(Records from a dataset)
○ ○ ○ ○

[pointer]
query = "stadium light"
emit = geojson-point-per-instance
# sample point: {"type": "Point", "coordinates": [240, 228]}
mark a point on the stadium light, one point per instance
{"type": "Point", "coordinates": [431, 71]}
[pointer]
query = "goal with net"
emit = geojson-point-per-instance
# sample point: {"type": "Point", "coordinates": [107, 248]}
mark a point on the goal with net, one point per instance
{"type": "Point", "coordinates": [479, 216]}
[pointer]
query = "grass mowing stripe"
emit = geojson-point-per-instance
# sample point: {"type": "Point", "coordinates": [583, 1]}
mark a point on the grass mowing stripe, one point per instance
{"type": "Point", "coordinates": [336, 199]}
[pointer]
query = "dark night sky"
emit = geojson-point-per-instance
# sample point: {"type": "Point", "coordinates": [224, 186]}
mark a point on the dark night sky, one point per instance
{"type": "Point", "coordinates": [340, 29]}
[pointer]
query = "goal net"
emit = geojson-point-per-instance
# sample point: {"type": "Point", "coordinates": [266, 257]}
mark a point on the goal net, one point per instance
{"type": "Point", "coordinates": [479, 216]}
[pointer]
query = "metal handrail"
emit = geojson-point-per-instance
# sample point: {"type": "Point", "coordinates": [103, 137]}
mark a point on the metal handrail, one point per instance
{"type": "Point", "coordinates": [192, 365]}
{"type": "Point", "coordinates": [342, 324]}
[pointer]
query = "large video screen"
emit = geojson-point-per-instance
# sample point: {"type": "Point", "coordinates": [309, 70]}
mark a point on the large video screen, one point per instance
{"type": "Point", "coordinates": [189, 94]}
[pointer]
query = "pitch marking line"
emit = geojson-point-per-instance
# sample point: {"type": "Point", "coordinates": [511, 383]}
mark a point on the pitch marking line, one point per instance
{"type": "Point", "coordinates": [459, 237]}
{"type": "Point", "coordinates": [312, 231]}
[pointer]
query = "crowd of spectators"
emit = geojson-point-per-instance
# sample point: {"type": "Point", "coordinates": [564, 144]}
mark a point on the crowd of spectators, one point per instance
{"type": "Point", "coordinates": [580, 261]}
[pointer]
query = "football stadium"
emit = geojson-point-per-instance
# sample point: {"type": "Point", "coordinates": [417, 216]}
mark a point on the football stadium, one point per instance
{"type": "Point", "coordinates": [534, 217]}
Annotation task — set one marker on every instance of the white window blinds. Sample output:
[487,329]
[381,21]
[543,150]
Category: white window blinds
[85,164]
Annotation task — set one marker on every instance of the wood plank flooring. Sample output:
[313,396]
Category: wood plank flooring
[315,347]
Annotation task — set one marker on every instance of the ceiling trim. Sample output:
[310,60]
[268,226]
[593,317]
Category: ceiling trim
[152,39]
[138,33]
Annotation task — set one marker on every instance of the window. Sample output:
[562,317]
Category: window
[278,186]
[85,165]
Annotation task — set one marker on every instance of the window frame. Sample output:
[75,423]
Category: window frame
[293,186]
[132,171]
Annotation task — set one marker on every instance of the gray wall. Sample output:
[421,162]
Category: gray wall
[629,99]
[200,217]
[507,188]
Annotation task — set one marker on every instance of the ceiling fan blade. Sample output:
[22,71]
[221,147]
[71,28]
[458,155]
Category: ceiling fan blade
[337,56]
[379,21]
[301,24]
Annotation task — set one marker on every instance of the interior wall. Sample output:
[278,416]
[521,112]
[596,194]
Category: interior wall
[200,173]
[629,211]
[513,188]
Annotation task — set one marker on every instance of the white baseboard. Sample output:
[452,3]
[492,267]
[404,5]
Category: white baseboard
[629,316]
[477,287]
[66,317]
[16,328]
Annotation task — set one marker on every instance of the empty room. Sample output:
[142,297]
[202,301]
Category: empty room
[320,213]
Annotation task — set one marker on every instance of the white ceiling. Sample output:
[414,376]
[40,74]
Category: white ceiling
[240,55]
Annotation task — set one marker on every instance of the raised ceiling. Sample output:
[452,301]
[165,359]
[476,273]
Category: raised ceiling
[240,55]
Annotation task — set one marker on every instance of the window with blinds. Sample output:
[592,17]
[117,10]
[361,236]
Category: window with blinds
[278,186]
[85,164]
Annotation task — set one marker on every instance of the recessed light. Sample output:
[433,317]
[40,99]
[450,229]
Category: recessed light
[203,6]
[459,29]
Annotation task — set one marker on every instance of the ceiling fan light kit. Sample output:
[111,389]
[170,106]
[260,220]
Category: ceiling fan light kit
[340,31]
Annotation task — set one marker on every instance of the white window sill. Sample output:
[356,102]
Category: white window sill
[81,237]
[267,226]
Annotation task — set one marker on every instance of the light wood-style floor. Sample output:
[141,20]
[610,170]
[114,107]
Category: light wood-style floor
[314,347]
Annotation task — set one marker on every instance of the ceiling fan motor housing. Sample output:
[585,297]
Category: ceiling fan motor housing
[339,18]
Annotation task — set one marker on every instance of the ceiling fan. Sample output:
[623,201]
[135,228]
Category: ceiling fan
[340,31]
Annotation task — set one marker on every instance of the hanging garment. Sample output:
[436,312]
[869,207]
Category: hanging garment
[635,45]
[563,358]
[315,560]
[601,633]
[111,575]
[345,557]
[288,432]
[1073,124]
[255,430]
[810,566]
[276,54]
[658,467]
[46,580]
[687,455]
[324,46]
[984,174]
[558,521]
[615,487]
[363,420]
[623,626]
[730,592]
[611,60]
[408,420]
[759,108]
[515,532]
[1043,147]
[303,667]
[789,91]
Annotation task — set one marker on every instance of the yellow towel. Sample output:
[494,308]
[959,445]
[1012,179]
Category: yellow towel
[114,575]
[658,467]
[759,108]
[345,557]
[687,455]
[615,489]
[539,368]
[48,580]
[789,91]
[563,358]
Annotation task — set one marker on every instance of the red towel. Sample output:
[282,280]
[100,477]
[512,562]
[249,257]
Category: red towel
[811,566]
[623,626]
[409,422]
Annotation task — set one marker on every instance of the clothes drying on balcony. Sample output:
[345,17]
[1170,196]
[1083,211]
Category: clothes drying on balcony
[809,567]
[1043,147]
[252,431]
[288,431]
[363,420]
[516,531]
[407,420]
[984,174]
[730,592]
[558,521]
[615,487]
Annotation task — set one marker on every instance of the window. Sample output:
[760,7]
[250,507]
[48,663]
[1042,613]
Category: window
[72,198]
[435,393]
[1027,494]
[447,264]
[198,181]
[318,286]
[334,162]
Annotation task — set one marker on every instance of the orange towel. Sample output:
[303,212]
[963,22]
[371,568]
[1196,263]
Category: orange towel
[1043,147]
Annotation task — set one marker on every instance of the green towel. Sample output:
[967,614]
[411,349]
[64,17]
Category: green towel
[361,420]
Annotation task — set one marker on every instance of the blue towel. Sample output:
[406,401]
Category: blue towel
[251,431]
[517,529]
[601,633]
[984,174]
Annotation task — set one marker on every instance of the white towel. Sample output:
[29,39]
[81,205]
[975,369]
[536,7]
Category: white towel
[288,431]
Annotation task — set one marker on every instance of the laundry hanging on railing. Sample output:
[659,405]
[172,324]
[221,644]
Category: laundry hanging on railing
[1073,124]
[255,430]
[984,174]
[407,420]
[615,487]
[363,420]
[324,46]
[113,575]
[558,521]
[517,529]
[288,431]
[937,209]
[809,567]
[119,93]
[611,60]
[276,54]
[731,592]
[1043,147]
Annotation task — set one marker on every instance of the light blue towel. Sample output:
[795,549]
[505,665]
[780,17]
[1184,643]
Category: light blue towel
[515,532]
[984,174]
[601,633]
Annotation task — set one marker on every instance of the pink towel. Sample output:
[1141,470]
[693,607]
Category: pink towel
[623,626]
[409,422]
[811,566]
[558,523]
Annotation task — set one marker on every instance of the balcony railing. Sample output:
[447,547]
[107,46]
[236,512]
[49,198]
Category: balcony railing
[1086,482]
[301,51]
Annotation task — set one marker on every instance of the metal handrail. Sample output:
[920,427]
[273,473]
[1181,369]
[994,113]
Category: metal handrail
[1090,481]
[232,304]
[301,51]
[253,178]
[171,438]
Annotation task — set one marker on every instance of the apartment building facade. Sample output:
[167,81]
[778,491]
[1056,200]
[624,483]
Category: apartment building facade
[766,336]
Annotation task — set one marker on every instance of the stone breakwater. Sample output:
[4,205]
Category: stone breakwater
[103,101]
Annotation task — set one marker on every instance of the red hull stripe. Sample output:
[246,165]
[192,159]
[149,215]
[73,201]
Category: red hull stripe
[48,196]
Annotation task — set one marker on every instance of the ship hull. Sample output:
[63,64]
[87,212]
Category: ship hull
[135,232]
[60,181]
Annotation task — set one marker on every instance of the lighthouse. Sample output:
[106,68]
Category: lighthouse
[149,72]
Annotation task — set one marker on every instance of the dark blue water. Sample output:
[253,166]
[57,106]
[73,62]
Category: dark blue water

○ ○ ○ ○

» **Problem to work on**: The lines to return are those in the entries above that hold "query".

» **Solved problem**:
query = "stadium light"
query = "goal with net"
query = "grass mowing stripe"
query = "dark night sky"
query = "goal net"
query = "metal handrail"
query = "large video screen"
query = "pitch marking line"
query = "crowd of spectators"
query = "football stadium"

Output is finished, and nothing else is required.